# [DIRECTIONS]
Locate every line in the items below that contains the string "doorway", and copy each one. Match case exactly.

# [Position identification records]
>>>

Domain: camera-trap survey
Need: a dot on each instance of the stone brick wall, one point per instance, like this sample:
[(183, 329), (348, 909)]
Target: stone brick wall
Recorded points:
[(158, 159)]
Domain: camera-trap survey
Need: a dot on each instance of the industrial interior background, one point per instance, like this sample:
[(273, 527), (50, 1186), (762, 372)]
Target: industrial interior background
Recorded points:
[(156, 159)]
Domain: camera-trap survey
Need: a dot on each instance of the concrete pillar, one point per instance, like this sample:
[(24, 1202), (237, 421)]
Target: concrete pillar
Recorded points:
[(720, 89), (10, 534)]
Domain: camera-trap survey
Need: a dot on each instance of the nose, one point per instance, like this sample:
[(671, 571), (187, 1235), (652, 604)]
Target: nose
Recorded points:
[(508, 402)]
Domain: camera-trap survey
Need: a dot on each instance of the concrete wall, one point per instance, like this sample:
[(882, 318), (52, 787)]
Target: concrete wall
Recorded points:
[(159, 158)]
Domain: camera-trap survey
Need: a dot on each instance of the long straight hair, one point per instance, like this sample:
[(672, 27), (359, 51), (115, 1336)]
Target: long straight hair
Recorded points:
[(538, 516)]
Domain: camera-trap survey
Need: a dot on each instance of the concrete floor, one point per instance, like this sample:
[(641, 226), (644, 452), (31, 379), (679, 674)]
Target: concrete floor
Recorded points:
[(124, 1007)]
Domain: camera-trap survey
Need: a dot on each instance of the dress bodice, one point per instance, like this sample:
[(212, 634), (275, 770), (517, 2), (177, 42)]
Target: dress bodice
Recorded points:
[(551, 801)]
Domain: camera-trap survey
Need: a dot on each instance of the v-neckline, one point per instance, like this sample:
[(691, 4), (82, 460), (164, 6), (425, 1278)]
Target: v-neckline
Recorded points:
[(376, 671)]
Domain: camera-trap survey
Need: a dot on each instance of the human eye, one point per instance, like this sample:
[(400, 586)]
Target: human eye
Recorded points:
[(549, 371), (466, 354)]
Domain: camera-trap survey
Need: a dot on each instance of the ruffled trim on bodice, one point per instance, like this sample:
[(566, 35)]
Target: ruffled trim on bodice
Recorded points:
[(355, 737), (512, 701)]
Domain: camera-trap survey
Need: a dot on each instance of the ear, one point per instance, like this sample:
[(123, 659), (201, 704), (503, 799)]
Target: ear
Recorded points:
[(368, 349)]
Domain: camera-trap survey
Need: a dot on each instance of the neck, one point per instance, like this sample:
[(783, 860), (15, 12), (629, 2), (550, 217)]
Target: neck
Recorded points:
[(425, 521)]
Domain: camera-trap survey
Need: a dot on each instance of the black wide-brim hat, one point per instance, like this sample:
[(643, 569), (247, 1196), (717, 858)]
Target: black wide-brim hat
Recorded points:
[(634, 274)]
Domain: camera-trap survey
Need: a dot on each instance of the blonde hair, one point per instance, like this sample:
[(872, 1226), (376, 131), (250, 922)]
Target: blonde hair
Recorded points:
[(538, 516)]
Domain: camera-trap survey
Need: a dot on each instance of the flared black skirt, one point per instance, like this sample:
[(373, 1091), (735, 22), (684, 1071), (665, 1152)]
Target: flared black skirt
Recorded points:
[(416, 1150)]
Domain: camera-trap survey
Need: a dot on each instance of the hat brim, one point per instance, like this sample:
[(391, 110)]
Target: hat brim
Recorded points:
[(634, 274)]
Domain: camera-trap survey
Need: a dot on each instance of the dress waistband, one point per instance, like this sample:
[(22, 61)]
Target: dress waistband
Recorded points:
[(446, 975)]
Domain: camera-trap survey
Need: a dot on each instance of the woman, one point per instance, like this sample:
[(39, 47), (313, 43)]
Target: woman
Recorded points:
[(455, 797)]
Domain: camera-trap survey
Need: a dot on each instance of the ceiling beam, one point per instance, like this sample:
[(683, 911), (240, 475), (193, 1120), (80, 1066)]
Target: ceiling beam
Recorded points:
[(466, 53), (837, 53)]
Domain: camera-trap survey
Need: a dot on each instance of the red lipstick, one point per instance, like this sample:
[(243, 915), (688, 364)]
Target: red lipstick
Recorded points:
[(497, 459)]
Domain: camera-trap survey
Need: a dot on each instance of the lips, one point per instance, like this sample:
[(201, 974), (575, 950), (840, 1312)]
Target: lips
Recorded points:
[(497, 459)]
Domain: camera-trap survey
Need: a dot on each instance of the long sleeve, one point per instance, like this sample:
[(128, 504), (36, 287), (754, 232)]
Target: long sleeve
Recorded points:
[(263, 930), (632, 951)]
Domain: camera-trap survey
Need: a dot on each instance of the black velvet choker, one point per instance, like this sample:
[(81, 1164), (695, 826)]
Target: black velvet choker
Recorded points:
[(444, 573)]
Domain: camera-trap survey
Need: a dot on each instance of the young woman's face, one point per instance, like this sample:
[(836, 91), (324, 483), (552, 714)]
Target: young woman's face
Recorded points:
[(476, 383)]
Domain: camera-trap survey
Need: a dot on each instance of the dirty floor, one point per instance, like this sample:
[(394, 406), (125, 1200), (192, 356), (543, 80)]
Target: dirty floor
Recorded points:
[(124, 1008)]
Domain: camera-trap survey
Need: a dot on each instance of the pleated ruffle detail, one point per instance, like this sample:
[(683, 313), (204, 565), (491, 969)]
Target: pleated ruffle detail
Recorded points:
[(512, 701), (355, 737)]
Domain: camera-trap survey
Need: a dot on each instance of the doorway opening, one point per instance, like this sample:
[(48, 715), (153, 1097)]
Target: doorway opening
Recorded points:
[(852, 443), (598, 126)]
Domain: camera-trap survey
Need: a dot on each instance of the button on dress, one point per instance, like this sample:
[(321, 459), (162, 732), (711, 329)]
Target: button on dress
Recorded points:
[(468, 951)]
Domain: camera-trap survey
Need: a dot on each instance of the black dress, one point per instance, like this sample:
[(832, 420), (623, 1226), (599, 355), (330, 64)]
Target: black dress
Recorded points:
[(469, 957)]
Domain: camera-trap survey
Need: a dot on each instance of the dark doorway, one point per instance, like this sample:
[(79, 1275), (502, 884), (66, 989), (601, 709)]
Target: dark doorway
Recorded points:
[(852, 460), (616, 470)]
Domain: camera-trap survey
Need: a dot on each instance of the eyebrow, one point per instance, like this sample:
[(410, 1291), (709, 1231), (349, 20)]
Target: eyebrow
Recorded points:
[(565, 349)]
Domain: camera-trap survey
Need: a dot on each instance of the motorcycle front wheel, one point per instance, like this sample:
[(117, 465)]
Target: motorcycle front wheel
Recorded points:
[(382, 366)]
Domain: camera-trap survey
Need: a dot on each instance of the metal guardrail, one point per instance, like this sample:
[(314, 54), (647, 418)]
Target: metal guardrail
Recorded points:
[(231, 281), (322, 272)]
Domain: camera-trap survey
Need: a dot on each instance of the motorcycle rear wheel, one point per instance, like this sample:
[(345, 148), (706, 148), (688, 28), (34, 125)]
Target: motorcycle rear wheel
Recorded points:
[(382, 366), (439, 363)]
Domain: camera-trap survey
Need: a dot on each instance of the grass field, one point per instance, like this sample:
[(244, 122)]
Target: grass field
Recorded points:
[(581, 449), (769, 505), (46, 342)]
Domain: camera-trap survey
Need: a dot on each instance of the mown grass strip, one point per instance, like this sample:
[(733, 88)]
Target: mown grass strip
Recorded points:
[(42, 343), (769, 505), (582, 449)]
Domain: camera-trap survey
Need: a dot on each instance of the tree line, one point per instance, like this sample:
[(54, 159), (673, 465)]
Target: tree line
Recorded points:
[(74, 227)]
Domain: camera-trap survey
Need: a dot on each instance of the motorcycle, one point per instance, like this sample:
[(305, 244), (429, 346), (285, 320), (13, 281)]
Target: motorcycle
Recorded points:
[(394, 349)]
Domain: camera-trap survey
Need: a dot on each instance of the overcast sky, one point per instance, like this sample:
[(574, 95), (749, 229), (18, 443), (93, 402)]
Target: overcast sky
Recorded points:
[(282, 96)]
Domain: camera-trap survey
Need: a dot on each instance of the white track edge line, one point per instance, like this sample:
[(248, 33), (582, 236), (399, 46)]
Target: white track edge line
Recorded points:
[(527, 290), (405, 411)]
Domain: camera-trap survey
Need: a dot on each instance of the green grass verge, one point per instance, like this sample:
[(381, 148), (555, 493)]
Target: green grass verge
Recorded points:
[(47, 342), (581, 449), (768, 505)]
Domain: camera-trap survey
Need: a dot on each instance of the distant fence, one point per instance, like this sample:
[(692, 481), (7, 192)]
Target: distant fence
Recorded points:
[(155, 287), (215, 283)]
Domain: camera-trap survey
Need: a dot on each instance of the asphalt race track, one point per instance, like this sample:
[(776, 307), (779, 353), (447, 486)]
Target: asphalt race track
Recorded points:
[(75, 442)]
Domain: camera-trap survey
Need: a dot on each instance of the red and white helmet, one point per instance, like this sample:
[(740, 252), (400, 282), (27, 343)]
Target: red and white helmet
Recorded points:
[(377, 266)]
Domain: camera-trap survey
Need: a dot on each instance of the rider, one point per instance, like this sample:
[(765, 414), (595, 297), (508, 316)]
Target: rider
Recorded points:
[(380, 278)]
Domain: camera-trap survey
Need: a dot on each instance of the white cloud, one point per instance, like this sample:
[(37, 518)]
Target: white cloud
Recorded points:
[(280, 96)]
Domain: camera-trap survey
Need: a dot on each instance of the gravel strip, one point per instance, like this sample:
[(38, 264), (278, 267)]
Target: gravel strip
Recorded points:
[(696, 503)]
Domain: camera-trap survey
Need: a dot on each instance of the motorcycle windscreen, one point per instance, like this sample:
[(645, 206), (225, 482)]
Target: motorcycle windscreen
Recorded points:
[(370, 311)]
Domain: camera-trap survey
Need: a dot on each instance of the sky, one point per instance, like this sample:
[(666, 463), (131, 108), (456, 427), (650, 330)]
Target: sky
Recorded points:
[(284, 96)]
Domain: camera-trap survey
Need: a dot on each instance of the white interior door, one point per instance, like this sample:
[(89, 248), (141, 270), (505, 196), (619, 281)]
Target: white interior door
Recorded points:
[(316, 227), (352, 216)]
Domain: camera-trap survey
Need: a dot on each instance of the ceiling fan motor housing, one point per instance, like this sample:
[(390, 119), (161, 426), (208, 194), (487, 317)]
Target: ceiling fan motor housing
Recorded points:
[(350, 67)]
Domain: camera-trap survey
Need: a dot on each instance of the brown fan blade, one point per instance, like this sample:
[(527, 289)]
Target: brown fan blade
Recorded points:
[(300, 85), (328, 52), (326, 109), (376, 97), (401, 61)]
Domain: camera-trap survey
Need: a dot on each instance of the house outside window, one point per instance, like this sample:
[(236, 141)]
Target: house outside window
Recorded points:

<<<

# [TASK RESULT]
Need: a dot on each instance of the doorway opening, one point per instance, like this sample:
Target: doorway opening
Need: a dot on each instance of the dark doorway, one point per instance, like this sample:
Target: dark doorway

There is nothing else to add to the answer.